__PROVIDED TEXT__:
======

Friday, October 18, 2013

Love Deeply And Find A Way To Laugh Out Loud






Be forewarned, the above clip video will make you giggle and even snort uncontrollably in parts.  Do put liquids down before viewing.  Just wait until you get to the part with the goat....bwahahahahaha.

Tomorrow, I will turn 45. Seems like just yesterday I was in high school, and yet, here I am, getting older and older.

But am I wiser?

Would like to think so, and that is mostly because I have learned through the years that the answer is very simple to just about every problem that gets thrown in my path, recent breast cancer slog included.

The answer is this:  love deeply and find a way to laugh out loud.


When I was younger, everything seemed personal and deeply felt.  Criticism of something I'd done made me feel like the worst person on the planet.  Anything that went wrong was always my fault.  People pleasing took up every nook and cranny in my thought process, leaving little space for aberrant thoughts like "what would I have liked instead?" or "what do I want rather than what do you want from me?"

It's been a lifetime of work, and heaven knows I'm not even close to conquering that just yet, but at least I don't feel like a raving heretic for even thinking about my needs at this point in my life.  You have no idea what an accomplishment that is for me, but there you have it.

The answer to most of it has been to love deeply -- and have that person be someone who loves me right back, just as deeply and unconditionally.  And, yes, I am well aware of how incredibly lucky I am to have that, every single day.  It was clearly fate that brought us together, but we work at it, every day, week in and week out, to keep ourselves on the same page and moving forward together.  We also try to set a good example for The Peanut, so that she sees not just what she might have, but what she deserves and should fight for when she gets older and begins her own family.

======

__DATASET CONTENT__:

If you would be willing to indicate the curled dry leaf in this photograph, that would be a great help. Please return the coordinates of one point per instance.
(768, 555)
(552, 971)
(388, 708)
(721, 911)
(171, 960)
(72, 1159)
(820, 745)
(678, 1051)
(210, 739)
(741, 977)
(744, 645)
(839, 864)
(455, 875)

======

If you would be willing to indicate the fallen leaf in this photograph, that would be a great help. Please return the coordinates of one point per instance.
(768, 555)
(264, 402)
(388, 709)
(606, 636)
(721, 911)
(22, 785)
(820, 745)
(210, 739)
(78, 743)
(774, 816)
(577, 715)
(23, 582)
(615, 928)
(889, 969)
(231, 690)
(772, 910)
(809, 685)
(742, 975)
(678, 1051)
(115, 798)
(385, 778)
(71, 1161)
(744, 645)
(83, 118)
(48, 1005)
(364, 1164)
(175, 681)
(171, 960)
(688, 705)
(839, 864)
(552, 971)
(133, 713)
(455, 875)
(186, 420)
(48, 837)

======

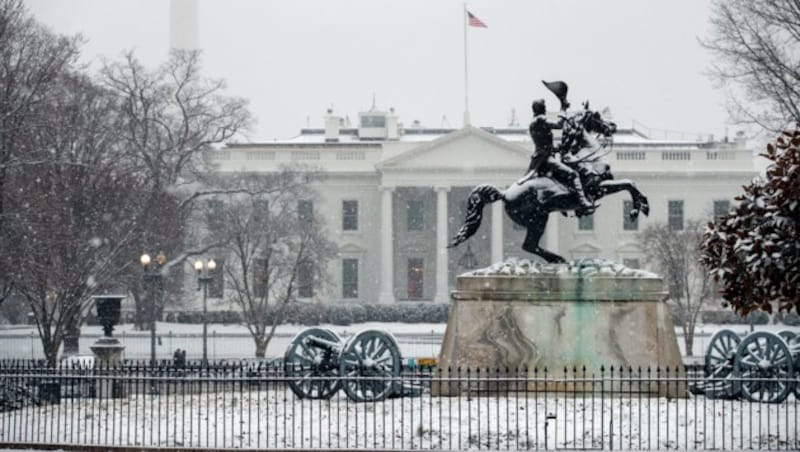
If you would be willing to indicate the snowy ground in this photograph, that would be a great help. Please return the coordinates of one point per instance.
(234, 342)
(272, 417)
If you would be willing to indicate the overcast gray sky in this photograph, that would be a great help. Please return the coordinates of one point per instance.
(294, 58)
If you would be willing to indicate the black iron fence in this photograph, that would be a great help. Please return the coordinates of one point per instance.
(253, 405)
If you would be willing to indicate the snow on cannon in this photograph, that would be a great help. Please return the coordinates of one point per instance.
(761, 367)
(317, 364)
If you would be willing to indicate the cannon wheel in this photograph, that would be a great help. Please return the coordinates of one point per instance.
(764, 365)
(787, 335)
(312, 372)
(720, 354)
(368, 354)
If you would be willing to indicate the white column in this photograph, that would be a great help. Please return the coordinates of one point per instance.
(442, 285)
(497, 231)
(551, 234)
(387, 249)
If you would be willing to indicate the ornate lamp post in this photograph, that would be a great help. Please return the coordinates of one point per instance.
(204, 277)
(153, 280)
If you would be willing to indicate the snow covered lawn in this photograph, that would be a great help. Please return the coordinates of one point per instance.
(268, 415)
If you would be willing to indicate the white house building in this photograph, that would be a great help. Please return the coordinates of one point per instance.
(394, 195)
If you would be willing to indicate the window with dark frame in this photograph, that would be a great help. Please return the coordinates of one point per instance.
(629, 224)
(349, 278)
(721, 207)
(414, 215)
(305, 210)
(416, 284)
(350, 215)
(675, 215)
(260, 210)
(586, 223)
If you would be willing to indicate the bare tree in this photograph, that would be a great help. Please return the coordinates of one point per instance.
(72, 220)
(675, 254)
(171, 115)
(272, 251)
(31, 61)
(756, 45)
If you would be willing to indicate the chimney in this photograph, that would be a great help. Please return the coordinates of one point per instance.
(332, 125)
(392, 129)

======

__EXERCISES__:
1. From the blog post on love and laughter, output the passage that opens with the words containing "But am I wiser?" and closes with "cancer slog included.", copied exactly.
2. In the blog post on love and laughter, what age does the writer say they will turn tomorrow?

__RESULTS IN ORDER__:
1.
But am I wiser?

Would like to think so, and that is mostly because I have learned through the years that the answer is very simple to just about every problem that gets thrown in my path, recent breast cancer slog included.

2. 45